TEXT FOR ANALYSIS -
◇ ◇ ◇ ◇

We all know the flu this year is bad.
In this case, an ounce of prevention is worth more than a pound of cure.
So how can you prevent the flu?
First off, there are some easy and free things you can do (see this post).
There are also natural products that help prevent flu.
How do you know which supplements actually prevent flu versus those that claim to prevent flu, but don’t really work?
You can tell the difference between what works (and what doesn’t) by reviewing the scientific evidence. But my guess is you don’t really have the time to sift through dozens of scientific articles.
So I’ve done the research for you — I’ve read and assessed the studies so you don’t have to.
Here are the details on the most popular supplements used to prevent flu — I’m telling you if they are effective and safe.
American ginseng (Panax ginseng) is used for various medical purposes.
Studies show American ginseng may decrease the risk of developing the flu or common cold in adults. Evidence also suggests American ginseng may reduce symptom severity if you get the flu or common cold.
American ginseng is considered likely safe when used orally and short-term. The most common side effect is headache. American ginseng can decrease blood glucose and those with diabetes; high doses are associated with insomnia and schizophrenia. American ginseng can interact with prescription medications — especially warfarin — so be cautious.
Bottomline: American ginseng may keep you from getting the flu or common cold. However, you need to make sure you discuss using ginseng with your healthcare provider due to drug interactions and medical condition reactions.
Echinacea is used for treating and preventing the flu, the common cold, and other respiratory infections.
There is plenty of evidence for echinacea in treating colds (see this post for more info).
However, there is less evidence to support using echinacea to prevent flu. In fact, the most compelling evidence suggests echinacea may improve immune response to influenza vaccine.
Echinacea is considered likely safe when taken orally and used short-term.
Echinacea species are related to the ragweed family. If you have a ragweed allergy, echinacea is not for you. Because echinacea stimulates immune function, it may not be appropriate for those with autoimmune diseases.
Bottomline: Echinacea may help you once you get sick. However, it’s effectiveness in presently flu is questionable.
You are likely most familiar with garlic as a culinary herb. However, garlic is also used medicinally for conditions such as blood pressure, dyslipidemia, and infections.
Garlic is considered safe when used orally and appropriately.
Bottomline: If you get sick with a cold or flu, garlic may reduce your illness severity. As of now, there isn’t strong evidence to suggest garlic will prevent flu. Garlic may prevent the common cold.
Now You Know
You are armed with the evidence behind the most popular supplements to prevent the flu and common cold.
Now you can navigate the supplement aisles with confidence and make an evidence-based decision that is right for you.

◇ ◇ ◇ ◇

ABOUT THIS TASK -
In the text on flu-prevention supplements, please rewrite the paragraph beginning "Echinacea species are related" as a short bulleted list that keeps its main facts.

Dataset excerpts:
◇ ◇ ◇ ◇

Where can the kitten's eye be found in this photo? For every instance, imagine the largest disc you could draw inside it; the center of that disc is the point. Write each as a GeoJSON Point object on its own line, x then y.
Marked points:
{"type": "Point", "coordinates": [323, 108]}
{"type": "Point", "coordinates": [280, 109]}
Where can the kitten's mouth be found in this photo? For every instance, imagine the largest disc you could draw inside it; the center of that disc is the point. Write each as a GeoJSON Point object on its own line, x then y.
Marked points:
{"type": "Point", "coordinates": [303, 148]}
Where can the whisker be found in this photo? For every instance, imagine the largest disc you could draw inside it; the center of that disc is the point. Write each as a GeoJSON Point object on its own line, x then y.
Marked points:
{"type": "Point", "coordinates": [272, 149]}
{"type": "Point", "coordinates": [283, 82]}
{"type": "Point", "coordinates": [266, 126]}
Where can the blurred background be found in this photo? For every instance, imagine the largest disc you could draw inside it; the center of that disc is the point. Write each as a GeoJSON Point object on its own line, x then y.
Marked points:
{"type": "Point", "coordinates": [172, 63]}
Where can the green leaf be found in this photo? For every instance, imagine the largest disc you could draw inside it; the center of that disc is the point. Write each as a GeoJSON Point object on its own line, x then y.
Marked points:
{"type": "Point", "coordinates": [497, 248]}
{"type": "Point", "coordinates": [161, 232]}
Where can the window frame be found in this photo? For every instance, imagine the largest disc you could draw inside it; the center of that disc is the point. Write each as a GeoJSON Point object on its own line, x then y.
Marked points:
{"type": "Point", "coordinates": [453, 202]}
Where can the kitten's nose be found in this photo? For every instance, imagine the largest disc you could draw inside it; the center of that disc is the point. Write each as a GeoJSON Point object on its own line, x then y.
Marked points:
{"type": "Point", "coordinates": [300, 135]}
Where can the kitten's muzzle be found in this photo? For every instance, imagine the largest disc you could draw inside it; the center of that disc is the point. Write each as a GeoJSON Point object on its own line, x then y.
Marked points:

◇ ◇ ◇ ◇

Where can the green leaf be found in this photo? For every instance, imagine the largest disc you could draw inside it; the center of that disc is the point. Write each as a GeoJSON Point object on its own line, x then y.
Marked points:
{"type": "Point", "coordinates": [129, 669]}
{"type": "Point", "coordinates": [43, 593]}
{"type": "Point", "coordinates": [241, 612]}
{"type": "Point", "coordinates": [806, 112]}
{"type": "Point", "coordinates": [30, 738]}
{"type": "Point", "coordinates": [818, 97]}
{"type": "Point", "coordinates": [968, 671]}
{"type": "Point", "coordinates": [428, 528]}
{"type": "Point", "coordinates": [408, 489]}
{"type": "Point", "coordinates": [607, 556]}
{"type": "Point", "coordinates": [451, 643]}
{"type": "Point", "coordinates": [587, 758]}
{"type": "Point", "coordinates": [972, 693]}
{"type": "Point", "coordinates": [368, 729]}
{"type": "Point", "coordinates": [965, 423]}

◇ ◇ ◇ ◇

RESULT OF THIS TASK -
- Echinacea species are related to the ragweed family.
- Echinacea is not for people with a ragweed allergy.
- Echinacea stimulates immune function, so it may not be appropriate for people with autoimmune diseases.